[Document extract]:
============================================================
Civil society rarely has privileged access to classified information, making the information that is available from ‘open sources’ crucial in identifying and analyzing human rights violations by states and militaries. The wealth of newly-available data—images and videos pulled from the open source internet—around which critical new methodologies are being built, demands new forms of image literacy, an ‘investigative aesthetics,’ to read traces of violence in fragmentary data drawn from scenes of conflict and human rights violations. The results of these new methodologies have been significant, and Forensic Architecture (FA) has been among the pioneers in this field, as open source investigation (OSI) has impacted international justice mechanisms, mainstream media, and the work of international human rights NGOs and monitors. The result has been a new era for human rights: what has been called ‘Human Rights 3.0.’

In Forensic Architecture’s work, physical and digital models are more than representations of real-world locations—they function as analytic or operative devices. Models help us to identify the relative location of images, camera positions, actions, and incidents, revealing what parts of the environment are ‘within the frame’ and what remains outside it, thereby giving our investigators a fuller picture of how much is known, or not, about the incident they are studying.
============================================================
Reproduce, word for word, everything in the passage on open source investigation from "In Forensic Architecture’s" down to "they are studying.". The lines that come next aren't needed.
============================================================
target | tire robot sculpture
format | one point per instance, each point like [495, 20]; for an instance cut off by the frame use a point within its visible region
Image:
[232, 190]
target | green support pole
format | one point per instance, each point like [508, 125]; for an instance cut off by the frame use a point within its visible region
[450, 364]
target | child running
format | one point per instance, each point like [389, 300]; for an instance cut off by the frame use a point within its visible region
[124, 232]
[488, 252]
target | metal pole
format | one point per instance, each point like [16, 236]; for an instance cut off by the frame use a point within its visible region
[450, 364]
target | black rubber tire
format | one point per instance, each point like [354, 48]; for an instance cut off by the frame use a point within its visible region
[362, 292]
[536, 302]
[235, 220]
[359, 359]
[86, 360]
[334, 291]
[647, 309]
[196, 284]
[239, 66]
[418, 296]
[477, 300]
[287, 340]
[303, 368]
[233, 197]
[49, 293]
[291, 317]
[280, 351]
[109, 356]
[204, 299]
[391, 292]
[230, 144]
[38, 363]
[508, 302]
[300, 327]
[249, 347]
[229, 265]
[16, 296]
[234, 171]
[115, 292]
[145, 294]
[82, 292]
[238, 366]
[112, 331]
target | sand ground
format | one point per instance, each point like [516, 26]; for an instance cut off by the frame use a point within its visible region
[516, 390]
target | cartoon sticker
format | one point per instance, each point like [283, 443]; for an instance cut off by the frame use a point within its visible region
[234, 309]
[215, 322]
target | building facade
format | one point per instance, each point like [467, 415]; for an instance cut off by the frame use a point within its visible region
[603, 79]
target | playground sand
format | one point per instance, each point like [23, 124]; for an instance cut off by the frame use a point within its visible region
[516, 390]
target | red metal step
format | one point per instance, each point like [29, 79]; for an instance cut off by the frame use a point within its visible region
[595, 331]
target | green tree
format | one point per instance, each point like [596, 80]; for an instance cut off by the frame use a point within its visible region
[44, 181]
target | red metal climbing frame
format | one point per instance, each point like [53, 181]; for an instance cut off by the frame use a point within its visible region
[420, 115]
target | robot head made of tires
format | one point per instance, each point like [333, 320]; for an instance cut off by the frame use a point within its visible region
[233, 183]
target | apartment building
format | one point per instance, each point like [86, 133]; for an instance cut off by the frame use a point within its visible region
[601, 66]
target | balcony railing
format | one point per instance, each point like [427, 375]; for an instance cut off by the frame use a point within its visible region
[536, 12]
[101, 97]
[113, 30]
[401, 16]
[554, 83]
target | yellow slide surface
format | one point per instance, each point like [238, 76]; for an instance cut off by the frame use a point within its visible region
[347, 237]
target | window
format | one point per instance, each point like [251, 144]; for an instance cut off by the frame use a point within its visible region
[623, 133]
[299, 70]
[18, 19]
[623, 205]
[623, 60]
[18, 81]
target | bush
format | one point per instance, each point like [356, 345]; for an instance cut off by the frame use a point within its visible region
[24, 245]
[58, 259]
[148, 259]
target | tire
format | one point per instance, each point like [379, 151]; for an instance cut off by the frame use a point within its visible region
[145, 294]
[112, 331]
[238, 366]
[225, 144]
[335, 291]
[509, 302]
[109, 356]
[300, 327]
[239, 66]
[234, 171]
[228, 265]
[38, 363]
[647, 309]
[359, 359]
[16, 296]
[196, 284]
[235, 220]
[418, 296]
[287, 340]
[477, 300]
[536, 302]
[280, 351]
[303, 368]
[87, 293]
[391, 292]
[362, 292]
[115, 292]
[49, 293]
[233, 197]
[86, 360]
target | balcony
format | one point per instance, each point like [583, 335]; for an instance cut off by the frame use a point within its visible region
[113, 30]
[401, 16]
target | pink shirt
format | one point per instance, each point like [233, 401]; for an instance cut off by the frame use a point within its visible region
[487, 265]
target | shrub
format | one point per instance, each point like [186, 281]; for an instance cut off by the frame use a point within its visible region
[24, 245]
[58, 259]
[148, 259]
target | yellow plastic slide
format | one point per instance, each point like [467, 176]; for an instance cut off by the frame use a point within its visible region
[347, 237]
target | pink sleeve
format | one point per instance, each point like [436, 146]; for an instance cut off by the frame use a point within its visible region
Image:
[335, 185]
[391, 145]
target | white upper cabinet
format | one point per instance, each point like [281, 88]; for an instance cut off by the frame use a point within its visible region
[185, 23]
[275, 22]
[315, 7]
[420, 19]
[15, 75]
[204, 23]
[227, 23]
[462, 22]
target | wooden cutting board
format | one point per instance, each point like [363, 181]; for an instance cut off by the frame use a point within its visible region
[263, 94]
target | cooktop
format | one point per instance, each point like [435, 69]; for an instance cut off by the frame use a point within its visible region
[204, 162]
============================================================
[Response area]:
In Forensic Architecture’s work, physical and digital models are more than representations of real-world locations—they function as analytic or operative devices. Models help us to identify the relative location of images, camera positions, actions, and incidents, revealing what parts of the environment are ‘within the frame’ and what remains outside it, thereby giving our investigators a fuller picture of how much is known, or not, about the incident they are studying.